▸ **Document extract**
------------

More recent measurements from Tasiilaq Bay in June 2025 demonstrate very similar vertical pCO2 profiles. Indeed, 4 high-resolution profiles with measurements every 0.25 m reveal the same C-shaped pCO2 variation. Like in Young Sound, the most elevated pCO2 levels were observed near the surface, and pCO2 minima occurred near 1–2 m depth before increasing and becoming stable. This repeated observation in a different fjord system, but during the period of sea ice breakup indicates this vertical variability may be representative during stratified Arctic conditions.
Several interacting processes influence surface water chemistry during ice breakup. Low surface water pCO2 values reflect the influence of low-salinity meltwater from snow and sea ice or glacial meltwater found in freshened Arctic waters (Geilfus et al., 2015; Henson et al., 2025a). However, surface water chemistry during the ice breakup period is further complicated by processes such as ikaite (CaCO3⋅6H2O) dissolution (Miller et al., 2011; Rysgaard et al., 2013; Søgaard et al., 2013) and high under-ice primary production (Søgaard et al., 2021; Verdugo et al., 2025). Additionally, snowmelt, characterized by low pH and ionic strength (de Caritat et al., 2005), may further alter carbonate system dynamics in the upper water column.

------------

▸ **Data**
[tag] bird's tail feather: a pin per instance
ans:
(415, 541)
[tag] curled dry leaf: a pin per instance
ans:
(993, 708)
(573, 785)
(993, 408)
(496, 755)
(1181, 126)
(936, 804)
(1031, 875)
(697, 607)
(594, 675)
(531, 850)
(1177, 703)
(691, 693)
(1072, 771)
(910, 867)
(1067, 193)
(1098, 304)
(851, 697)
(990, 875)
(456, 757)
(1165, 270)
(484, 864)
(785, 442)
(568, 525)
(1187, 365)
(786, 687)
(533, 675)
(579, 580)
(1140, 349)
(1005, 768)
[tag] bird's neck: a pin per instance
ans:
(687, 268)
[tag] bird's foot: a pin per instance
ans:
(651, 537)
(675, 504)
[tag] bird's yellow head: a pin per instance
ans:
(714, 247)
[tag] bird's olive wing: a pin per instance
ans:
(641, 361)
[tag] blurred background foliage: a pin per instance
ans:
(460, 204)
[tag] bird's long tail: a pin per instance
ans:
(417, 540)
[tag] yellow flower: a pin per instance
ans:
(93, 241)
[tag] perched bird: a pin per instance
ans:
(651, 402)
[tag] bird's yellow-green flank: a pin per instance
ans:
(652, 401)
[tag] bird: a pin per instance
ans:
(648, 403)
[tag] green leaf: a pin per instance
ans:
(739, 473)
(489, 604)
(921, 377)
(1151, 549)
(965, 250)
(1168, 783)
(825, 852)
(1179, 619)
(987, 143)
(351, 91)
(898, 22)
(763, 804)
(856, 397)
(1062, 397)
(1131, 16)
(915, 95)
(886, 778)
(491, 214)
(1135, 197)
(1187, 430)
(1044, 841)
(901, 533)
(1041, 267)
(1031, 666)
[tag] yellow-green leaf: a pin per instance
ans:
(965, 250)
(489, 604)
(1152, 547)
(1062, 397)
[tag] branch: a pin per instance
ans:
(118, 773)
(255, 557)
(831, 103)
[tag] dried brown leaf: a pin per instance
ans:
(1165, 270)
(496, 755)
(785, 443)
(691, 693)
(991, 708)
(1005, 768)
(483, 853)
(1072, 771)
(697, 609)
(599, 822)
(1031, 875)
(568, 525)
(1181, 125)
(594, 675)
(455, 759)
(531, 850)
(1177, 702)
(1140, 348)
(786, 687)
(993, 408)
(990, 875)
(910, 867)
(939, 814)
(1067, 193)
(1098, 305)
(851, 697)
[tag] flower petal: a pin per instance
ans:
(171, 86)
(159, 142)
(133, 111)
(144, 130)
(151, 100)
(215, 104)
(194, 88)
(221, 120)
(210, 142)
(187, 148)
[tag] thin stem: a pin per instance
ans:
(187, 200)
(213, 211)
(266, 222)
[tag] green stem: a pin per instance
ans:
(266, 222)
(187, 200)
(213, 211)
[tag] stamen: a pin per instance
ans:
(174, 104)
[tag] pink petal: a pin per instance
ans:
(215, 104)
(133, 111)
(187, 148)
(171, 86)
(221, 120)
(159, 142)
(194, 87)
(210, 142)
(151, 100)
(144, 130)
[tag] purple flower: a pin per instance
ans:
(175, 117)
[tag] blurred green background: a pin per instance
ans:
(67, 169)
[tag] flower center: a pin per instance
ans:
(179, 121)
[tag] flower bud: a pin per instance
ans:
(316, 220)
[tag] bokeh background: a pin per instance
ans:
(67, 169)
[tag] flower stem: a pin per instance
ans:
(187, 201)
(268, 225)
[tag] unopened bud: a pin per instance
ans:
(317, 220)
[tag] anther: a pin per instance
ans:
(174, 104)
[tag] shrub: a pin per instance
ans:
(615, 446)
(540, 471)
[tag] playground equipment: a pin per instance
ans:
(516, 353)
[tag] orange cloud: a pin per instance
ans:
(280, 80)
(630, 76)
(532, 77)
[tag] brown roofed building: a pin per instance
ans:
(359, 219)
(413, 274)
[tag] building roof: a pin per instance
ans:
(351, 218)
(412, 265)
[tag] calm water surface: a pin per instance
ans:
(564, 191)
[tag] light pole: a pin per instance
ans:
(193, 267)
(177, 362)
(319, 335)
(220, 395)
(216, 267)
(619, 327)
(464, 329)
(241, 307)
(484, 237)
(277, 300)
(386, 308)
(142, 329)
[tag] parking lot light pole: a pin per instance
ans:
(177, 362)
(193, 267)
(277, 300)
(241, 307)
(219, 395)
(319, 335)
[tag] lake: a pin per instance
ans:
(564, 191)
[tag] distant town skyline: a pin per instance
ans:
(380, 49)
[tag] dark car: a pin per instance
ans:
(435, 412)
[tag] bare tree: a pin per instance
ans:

------------

▸ **Set exercise A**
Condense the paragraph of the Arctic pCO2 text that begins "Several interacting processes" into a short bulleted list that keeps its main facts.
▸ **Set exercise B**
Quote the Arctic pCO2 text word for word, between "More recent measurements" and "stratified Arctic conditions.", inclusive.
The listing plays no part in the work here.

▸ **Correct output A**
- Several interacting processes shape surface water chemistry during ice breakup.
- Low surface pCO2 reflects low-salinity meltwater from snow, sea ice or glaciers in freshened Arctic waters.
- Ikaite (CaCO3⋅6H2O) dissolution further complicates surface chemistry.
- High under-ice primary production adds to these effects.
- Snowmelt, with its low pH and ionic strength, may further alter carbonate system dynamics in the upper water column.

▸ **Correct output B**
More recent measurements from Tasiilaq Bay in June 2025 demonstrate very similar vertical pCO2 profiles. Indeed, 4 high-resolution profiles with measurements every 0.25 m reveal the same C-shaped pCO2 variation. Like in Young Sound, the most elevated pCO2 levels were observed near the surface, and pCO2 minima occurred near 1–2 m depth before increasing and becoming stable. This repeated observation in a different fjord system, but during the period of sea ice breakup indicates this vertical variability may be representative during stratified Arctic conditions.